> SET TASK:
Below are some records; reproduce every one of them exactly.

A run of records:
..........
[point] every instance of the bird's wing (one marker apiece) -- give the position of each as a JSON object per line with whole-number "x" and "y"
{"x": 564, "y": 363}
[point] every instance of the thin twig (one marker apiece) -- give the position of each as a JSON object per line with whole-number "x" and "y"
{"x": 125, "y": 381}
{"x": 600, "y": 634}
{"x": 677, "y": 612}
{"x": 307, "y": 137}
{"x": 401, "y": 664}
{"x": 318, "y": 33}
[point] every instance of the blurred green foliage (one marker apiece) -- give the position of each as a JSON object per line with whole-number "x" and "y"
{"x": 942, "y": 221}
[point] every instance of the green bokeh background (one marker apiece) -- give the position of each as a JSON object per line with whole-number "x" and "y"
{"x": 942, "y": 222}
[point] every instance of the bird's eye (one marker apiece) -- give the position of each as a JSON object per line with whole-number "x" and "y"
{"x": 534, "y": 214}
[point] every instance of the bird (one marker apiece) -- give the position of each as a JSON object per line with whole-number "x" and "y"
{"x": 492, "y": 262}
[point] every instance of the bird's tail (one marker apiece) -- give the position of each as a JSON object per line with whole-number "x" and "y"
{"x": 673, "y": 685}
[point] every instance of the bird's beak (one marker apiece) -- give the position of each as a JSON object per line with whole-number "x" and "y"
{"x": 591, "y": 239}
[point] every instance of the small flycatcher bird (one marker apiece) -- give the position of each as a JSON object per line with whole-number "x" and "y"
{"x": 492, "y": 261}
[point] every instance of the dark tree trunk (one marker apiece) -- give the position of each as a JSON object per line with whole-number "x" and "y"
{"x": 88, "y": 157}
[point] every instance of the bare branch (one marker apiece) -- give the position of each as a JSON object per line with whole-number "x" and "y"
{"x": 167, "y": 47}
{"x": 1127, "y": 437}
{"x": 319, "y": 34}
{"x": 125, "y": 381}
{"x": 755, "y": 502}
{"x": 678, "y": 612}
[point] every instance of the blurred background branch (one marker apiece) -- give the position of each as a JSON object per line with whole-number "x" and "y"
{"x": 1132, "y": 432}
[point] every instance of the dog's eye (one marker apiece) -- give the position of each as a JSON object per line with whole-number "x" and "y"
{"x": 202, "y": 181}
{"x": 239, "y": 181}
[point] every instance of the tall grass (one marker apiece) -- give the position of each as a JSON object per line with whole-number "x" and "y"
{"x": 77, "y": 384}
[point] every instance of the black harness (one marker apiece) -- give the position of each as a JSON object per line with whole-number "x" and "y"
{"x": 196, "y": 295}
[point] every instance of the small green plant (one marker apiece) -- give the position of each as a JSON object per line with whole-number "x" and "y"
..........
> SOLUTION BELOW:
[point] every instance of the bird's wing (one marker apiece) -- give the position of each as a JSON object per line with whole-number "x" and "y"
{"x": 564, "y": 363}
[point] every instance of the thin twig (one marker apiece) -- give the position of each as a JSON object per line with whole-number "x" and "y"
{"x": 125, "y": 381}
{"x": 600, "y": 634}
{"x": 677, "y": 612}
{"x": 307, "y": 137}
{"x": 401, "y": 664}
{"x": 318, "y": 33}
[point] every instance of the blurred green foliage (one marker apiece) -- give the position of each as a JSON object per line with whole-number "x" and "y"
{"x": 942, "y": 221}
[point] every instance of the green bokeh background (one marker apiece) -- give the position of each as a JSON object per line with whole-number "x" and "y"
{"x": 942, "y": 222}
[point] every instance of the bird's eye (one marker apiece) -- give the position of each as a JSON object per line with whole-number "x" and "y"
{"x": 534, "y": 214}
[point] every instance of the bird (one marker apiece) -- give the position of each as a JSON object per line with whole-number "x" and "y"
{"x": 492, "y": 262}
[point] every instance of the bird's tail (one marker apiece) -- give the position of each as a JSON object per line with whole-number "x" and "y"
{"x": 673, "y": 685}
[point] every instance of the bird's beak (one marker apiece) -- give the position of each as a JSON object per line with whole-number "x" and "y"
{"x": 591, "y": 239}
[point] every instance of the small flycatcher bird (one marker apiece) -- give the position of each as a JSON object per line with whole-number "x" and "y"
{"x": 492, "y": 261}
[point] every instance of the dark tree trunk (one marker apiece) -- give the position of each as a JSON object per line with whole-number "x" and "y"
{"x": 88, "y": 157}
[point] every instance of the bare branch (one marker apiece) -- give the position of each as a JSON object per line with whole-number "x" and "y"
{"x": 167, "y": 47}
{"x": 1127, "y": 437}
{"x": 319, "y": 34}
{"x": 125, "y": 381}
{"x": 755, "y": 502}
{"x": 678, "y": 612}
[point] every instance of the blurred background branch (one marker apiece) -- give the position of each as a JSON object per line with whole-number "x" and "y"
{"x": 1132, "y": 432}
[point] every instance of the dog's eye (one marker apiece) -- give the position of each as a JSON object per line with whole-number "x" and "y"
{"x": 202, "y": 181}
{"x": 239, "y": 181}
[point] every instance of the tall grass (one marker apiece) -- give the position of each as a JSON object per line with whole-number "x" and "y"
{"x": 77, "y": 384}
[point] every instance of the black harness (one marker apiece) -- give the position of each as a JSON object per line with whole-number "x" and "y"
{"x": 196, "y": 295}
[point] every instance of the small green plant (one marker apiece) -- give the position of each as a JSON object per line with whole-number "x" and "y"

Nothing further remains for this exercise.